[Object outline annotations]
•••••
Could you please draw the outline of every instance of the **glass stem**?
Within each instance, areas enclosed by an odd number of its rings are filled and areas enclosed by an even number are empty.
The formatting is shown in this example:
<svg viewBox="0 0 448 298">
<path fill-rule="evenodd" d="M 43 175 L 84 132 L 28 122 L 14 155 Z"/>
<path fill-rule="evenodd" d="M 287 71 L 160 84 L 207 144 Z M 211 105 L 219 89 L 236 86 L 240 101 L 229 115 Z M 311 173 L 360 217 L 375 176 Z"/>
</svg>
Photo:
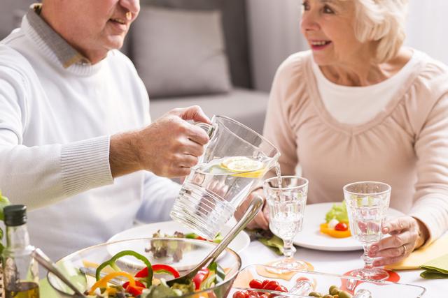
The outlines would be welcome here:
<svg viewBox="0 0 448 298">
<path fill-rule="evenodd" d="M 369 257 L 368 252 L 370 250 L 372 244 L 364 244 L 363 248 L 364 248 L 364 254 L 363 255 L 363 260 L 364 260 L 364 269 L 373 269 L 373 258 Z"/>
<path fill-rule="evenodd" d="M 283 254 L 285 256 L 286 261 L 292 261 L 294 258 L 294 253 L 295 253 L 295 248 L 293 245 L 293 239 L 284 240 Z"/>
</svg>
•••••
What is needed
Copy out every line of the records above word for word, leaving out the pictures.

The output
Could you please draw the outline of every instance of the **glass stem**?
Within each instance, areas enclosed by an odd number of its rings are filled and areas enclosed by an even number are empty.
The formatting is shown in this example:
<svg viewBox="0 0 448 298">
<path fill-rule="evenodd" d="M 43 175 L 84 132 L 28 122 L 14 155 Z"/>
<path fill-rule="evenodd" d="M 287 71 L 160 84 L 207 144 Z M 211 105 L 219 89 L 236 86 L 240 101 L 229 115 Z M 311 173 L 360 217 L 375 176 Z"/>
</svg>
Photo:
The outlines would be welcome here:
<svg viewBox="0 0 448 298">
<path fill-rule="evenodd" d="M 369 257 L 368 252 L 370 250 L 372 244 L 364 244 L 363 248 L 364 248 L 364 254 L 363 255 L 363 260 L 364 260 L 364 269 L 373 269 L 373 258 Z"/>
<path fill-rule="evenodd" d="M 283 254 L 285 256 L 286 261 L 292 261 L 294 258 L 294 253 L 295 253 L 295 248 L 293 245 L 293 239 L 284 240 Z"/>
</svg>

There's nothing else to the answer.